(Task statement):
Can you reproduce the whole listing below, requests included, with every x and y coordinate under "Results:" scaled by 0.8 and rounded to a whole number, halves rounding up? Keep the requests and their sample coordinates unchanged.

[Pointing entries for labeled objects]
::::

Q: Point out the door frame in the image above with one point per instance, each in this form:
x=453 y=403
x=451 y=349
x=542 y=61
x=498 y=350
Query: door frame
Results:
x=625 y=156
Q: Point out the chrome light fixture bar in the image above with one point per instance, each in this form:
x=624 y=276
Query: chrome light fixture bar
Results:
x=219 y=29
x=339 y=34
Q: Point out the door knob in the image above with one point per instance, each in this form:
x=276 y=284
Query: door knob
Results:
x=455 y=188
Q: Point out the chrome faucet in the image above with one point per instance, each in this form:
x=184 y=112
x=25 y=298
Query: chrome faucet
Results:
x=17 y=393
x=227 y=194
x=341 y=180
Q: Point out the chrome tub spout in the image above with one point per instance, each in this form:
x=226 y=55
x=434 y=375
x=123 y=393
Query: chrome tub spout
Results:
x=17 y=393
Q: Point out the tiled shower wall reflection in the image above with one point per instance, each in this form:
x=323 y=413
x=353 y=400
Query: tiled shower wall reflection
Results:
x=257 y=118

::::

(Exercise response):
Q: Point out the door frame in the image above with one point per instance, each in this form:
x=453 y=403
x=451 y=349
x=542 y=61
x=498 y=350
Query: door frame
Results:
x=500 y=125
Q: Point out the chrome light fixture bar in the image above with one point per instance, each in this form:
x=624 y=276
Query: chrome light fixture bar
Results:
x=175 y=23
x=271 y=27
Q: Point out the door knob in the image above with one point per instance, each in this form:
x=276 y=284
Query: door knob
Results:
x=364 y=150
Q: Point out the chrome faucet in the image above with one point per instance, each in this form:
x=184 y=112
x=25 y=298
Query: chrome faucet
Results:
x=14 y=314
x=182 y=155
x=273 y=144
Q: Point out the chrome tub spout in the image above with one point per instance, each in this form:
x=226 y=55
x=434 y=375
x=123 y=393
Query: chrome tub spout
Results:
x=14 y=314
Q: Point out the tiled shower wall reflection in the image above with one point per instance, each in this form:
x=323 y=413
x=353 y=400
Query: tiled shower wall reflection
Results:
x=206 y=94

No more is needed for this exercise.